**WORK ITEM:** Output, word for word, the span of lines that starts at the one containing "Can you see the pedestrian" and ends at the last line of the records.

[Stored items]
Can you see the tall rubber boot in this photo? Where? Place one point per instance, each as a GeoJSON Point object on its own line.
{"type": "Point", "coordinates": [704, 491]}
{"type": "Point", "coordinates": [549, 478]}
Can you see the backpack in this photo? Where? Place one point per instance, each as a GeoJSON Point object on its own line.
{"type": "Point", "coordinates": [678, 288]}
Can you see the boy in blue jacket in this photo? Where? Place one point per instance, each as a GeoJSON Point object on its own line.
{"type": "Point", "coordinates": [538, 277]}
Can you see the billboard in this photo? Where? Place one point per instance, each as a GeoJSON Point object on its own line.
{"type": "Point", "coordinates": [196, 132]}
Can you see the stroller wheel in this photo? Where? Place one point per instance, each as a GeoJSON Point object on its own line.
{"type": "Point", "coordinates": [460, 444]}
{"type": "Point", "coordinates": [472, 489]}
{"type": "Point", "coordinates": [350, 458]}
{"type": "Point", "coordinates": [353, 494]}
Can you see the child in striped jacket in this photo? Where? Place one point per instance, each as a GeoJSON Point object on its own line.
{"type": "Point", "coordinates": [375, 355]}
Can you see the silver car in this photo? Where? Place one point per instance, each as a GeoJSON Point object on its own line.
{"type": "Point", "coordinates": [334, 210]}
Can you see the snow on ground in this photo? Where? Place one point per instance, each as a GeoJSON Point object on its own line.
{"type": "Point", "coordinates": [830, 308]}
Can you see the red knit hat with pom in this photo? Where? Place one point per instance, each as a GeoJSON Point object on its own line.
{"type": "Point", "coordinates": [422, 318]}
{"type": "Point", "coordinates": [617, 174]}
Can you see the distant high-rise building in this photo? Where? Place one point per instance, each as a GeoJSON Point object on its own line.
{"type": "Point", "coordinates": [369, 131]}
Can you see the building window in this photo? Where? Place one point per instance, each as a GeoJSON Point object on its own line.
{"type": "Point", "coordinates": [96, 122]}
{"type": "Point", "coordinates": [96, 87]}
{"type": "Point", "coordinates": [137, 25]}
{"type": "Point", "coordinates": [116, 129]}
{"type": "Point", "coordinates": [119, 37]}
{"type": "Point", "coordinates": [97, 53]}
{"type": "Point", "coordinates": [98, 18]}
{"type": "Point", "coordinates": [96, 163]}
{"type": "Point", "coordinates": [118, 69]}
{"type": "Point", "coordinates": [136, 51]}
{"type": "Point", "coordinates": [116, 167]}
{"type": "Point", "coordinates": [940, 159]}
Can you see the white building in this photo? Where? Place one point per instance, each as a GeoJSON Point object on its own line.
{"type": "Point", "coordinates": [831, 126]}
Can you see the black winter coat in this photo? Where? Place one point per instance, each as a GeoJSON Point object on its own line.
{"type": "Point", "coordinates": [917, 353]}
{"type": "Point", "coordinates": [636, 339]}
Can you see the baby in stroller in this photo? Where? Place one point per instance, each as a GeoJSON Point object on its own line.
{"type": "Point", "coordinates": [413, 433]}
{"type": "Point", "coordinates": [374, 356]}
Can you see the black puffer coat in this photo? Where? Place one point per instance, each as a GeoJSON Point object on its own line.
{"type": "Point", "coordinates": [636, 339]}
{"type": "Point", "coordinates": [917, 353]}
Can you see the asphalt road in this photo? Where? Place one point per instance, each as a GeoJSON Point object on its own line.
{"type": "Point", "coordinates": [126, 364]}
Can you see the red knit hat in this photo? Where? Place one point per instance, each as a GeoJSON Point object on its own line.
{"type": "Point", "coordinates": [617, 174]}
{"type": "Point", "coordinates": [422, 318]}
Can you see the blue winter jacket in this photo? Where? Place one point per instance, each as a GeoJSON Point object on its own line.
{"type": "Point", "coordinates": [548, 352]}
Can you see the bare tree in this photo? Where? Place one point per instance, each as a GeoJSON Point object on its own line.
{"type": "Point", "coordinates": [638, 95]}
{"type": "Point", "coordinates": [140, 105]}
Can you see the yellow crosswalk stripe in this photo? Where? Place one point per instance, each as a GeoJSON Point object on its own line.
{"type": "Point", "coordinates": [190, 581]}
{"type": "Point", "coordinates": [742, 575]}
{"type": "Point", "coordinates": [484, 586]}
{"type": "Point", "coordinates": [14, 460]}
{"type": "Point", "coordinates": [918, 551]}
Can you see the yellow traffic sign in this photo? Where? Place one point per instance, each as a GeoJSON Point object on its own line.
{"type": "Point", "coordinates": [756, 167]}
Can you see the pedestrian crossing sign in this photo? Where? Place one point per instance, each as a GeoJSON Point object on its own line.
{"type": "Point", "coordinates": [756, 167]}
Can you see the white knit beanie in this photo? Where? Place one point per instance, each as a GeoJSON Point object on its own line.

**EXPECTED OUTPUT:**
Can you see the pedestrian crossing sign in this photo? Where? Place one point per instance, each as a GeoJSON Point object on its own line.
{"type": "Point", "coordinates": [756, 167]}
Can you see the white knit beanie in this photo? Where? Place one point per instance, each as a GeoJSON Point object on its own line.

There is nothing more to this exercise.